## QUOTED PASSAGE
Artist

Lee Lawrence

Genre: International ,Western European
Origin: U.S.A
Listen on Coda
Born Leon Siroto around 1921 in Salford, Lancashire, the singer who later performed as Lawrence died in February 1961 in the United States. During the 1950s he established himself as one of Britain’s leading ballad vocalists, his polished tenor placing him alongside David Whitfield as a major attraction. Both of his parents had sung with the Carl Rosa Opera Company, and at sixteen he traveled to Italy for three years of operatic training. The outbreak of the Second World War brought him back to England, where he joined the Royal Tank Regiment. After demobilization he resumed performing through ENSA engagements and attracted the attention of BBC producer Roy Spear, who cast him in the radio series Beginners Please. Subsequent broadcasts found him featured with the orchestras of Stanley Black, Sydney Lipton and numerous others; he also served for a period as resident vocalist with Cyril Stapleton’s BBC Show Band. In 1955 he hosted his own Radio Luxembourg program, backed by Harry Gold’s orchestra. His debut release paired “How Can You Buy Killarney?” with “Helene,” and he later reached the British Top Twenty with “Crying In The Chapel” and “Suddenly There’s A Valley.” Leading arrangers including Ray Martin, Geoff Love, Roland Shaw and Tony Osborne supplied his orchestral accompaniments. Variety-theater audiences regularly heard him deliver such signature numbers as “With These Hands,” “Blue Tango,” “A Beggar In Love,” “Tell Me Tonight,” “The Story Of Tina,” “Falling In Love With Love” and “Lonely Ballerina,” while his theme remained “The World Is Mine Tonight.” As rock ’n’ roll dominated British charts in the late 1950s, Lawrence relocated with his family to America, where he appeared in cabaret, on television and on the Borscht circuit in the Catskills until his death at forty. One of his final British singles offered markedly uncharacteristic fare: Annisteen Allen’s “Don’t Nobody Move” on one side and the satirical “Rock ’N’ Roll Opera” on the other, a 1956 novelty that name-checked Elvis Presley, Gene Vincent and Tommy Steele among the newcomers who had displaced him from the hit parade.

## RECORDS SHOWN
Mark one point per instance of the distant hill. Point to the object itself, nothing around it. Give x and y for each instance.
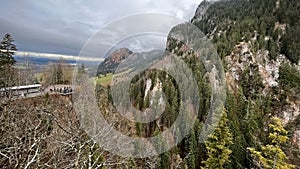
(110, 64)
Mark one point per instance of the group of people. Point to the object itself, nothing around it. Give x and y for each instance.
(65, 89)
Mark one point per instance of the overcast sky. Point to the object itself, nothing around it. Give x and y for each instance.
(63, 26)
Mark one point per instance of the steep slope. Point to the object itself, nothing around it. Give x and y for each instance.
(256, 41)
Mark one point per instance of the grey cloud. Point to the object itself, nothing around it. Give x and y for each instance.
(61, 26)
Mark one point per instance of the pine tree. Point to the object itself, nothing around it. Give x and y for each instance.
(7, 49)
(271, 155)
(218, 144)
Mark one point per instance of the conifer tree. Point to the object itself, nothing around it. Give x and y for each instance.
(218, 144)
(272, 155)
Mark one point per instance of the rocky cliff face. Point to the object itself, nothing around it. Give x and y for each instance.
(250, 39)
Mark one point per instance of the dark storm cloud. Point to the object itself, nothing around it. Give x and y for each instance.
(61, 26)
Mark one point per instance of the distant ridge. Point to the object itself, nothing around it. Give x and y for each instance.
(110, 64)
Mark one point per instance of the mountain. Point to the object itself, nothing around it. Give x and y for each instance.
(111, 63)
(258, 43)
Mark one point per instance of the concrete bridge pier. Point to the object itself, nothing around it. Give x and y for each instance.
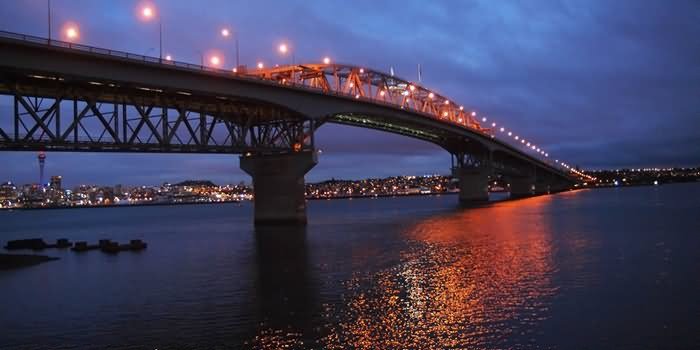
(523, 186)
(278, 186)
(473, 184)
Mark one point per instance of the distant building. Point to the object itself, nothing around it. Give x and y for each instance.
(56, 183)
(8, 195)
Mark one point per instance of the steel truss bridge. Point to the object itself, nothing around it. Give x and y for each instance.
(71, 97)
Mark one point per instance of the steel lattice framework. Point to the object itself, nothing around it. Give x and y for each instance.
(59, 112)
(51, 116)
(374, 86)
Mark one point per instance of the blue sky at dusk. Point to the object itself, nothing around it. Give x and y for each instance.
(597, 83)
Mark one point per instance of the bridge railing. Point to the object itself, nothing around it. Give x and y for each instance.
(403, 100)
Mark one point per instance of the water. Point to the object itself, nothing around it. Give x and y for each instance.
(600, 269)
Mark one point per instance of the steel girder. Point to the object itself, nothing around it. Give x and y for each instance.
(62, 117)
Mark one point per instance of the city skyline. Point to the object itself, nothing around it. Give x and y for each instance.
(602, 69)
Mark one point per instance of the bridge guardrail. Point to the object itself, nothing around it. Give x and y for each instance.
(194, 67)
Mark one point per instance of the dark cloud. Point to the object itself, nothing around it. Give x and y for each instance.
(598, 83)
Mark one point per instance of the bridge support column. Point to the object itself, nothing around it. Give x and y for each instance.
(278, 186)
(473, 184)
(542, 188)
(522, 186)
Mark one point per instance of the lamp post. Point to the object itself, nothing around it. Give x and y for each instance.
(226, 33)
(48, 13)
(148, 12)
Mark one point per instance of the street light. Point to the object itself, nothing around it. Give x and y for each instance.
(148, 13)
(71, 32)
(285, 48)
(226, 33)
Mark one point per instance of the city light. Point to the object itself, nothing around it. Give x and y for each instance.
(72, 33)
(147, 12)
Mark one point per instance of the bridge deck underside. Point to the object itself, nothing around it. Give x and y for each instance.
(171, 110)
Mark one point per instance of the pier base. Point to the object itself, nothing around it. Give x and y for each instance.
(521, 187)
(473, 184)
(278, 186)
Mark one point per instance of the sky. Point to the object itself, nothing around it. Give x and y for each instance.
(597, 83)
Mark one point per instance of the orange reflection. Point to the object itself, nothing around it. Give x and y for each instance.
(477, 277)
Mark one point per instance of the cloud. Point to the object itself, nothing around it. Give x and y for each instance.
(597, 83)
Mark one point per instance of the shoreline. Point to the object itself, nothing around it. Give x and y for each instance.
(16, 261)
(319, 199)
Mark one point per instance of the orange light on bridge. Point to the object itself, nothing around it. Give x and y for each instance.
(147, 12)
(71, 32)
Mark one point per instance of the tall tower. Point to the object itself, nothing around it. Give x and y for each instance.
(42, 159)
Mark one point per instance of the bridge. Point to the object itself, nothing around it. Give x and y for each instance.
(72, 97)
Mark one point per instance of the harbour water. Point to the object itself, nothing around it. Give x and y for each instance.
(614, 268)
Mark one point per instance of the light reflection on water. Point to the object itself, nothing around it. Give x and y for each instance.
(467, 279)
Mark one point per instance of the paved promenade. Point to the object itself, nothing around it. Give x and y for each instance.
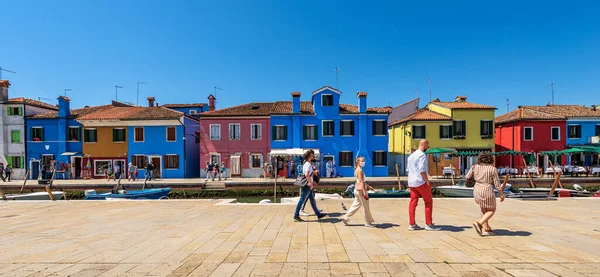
(208, 238)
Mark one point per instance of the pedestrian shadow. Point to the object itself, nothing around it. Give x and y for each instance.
(508, 233)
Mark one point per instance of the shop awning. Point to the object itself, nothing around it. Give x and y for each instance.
(291, 152)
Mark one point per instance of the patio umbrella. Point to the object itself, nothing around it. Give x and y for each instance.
(438, 151)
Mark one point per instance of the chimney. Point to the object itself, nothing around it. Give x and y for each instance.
(151, 101)
(362, 102)
(64, 107)
(211, 102)
(4, 84)
(295, 102)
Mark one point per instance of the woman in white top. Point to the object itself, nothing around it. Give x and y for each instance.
(360, 194)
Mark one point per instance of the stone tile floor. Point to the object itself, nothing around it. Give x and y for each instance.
(207, 238)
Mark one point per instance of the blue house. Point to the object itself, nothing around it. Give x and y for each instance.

## YOUR TASKS
a - Name every song the Lee Lawrence biography calls one of his signature numbers before variety-theater audiences.
b - In the Lee Lawrence biography, what radio series did BBC producer Roy Spear cast him in?

## ANSWERS GIVEN
a - "With These Hands," "Blue Tango," "A Beggar In Love," "Tell Me Tonight," "The Story Of Tina," "Falling In Love With Love" and "Lonely Ballerina."

b - Beginners Please.